[Saved data entries]
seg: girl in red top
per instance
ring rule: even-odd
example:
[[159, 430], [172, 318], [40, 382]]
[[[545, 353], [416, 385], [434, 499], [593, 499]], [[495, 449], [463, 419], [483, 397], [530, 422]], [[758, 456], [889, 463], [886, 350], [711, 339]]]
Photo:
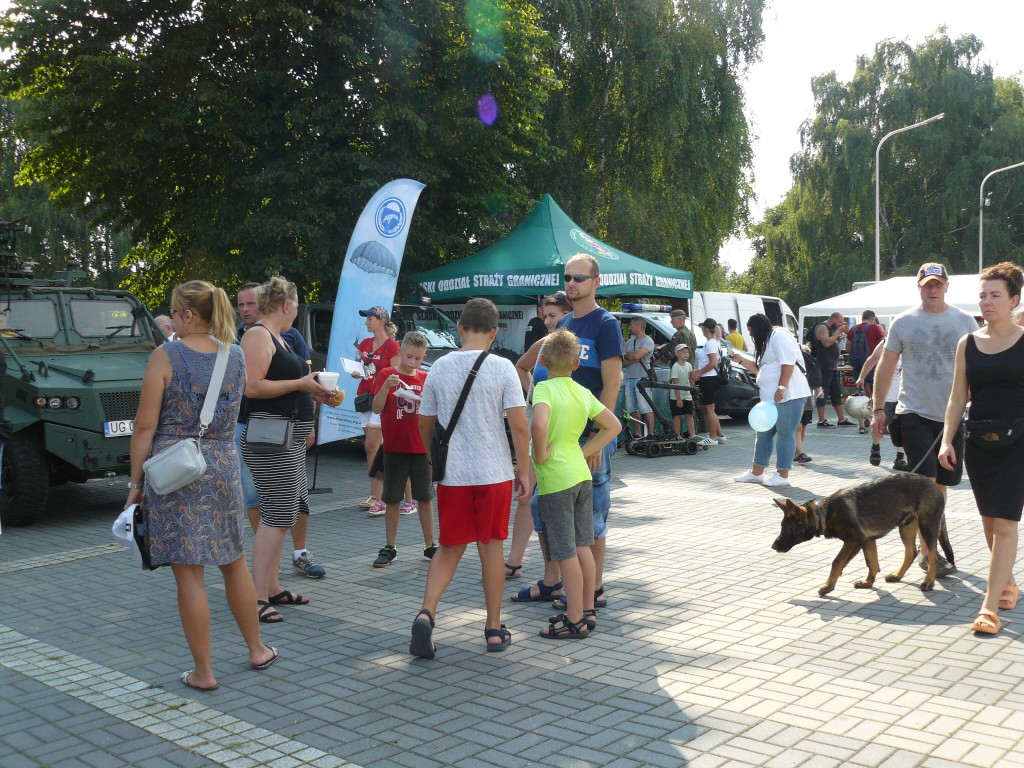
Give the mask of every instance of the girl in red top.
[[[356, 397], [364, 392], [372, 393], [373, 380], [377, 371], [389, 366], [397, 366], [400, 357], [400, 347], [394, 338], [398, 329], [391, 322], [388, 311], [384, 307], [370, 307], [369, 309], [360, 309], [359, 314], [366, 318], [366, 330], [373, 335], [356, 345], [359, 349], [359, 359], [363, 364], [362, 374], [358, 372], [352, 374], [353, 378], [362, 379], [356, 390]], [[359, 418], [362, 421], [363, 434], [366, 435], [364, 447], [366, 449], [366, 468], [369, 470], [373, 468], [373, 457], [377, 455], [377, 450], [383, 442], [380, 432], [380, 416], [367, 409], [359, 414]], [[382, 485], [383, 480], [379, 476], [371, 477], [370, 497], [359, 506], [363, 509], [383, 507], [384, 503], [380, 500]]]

* [What this task involves]
Retype every entry exactly as written, but omit the pictures.

* [Task answer]
seg: girl in red top
per instance
ring rule: even-odd
example:
[[159, 430], [172, 318], [40, 382]]
[[[545, 353], [416, 385], [434, 499], [593, 499]], [[495, 449], [463, 419], [483, 397], [530, 422]], [[758, 456], [889, 463], [886, 350], [711, 339]]]
Photo:
Give the mask of every instance of the girl in red top.
[[[356, 397], [364, 392], [372, 393], [373, 380], [377, 371], [389, 366], [397, 366], [400, 357], [400, 347], [394, 338], [398, 329], [391, 322], [388, 311], [384, 307], [370, 307], [369, 309], [360, 309], [359, 314], [366, 318], [366, 330], [373, 335], [356, 345], [359, 349], [359, 359], [363, 364], [362, 374], [358, 372], [352, 374], [353, 378], [362, 379], [356, 390]], [[359, 418], [362, 421], [363, 434], [366, 435], [364, 447], [366, 449], [366, 468], [369, 470], [373, 468], [373, 457], [377, 455], [377, 450], [383, 442], [380, 432], [380, 416], [367, 409], [359, 414]], [[382, 485], [383, 480], [379, 476], [371, 477], [370, 497], [359, 506], [363, 509], [383, 507], [384, 503], [380, 500]]]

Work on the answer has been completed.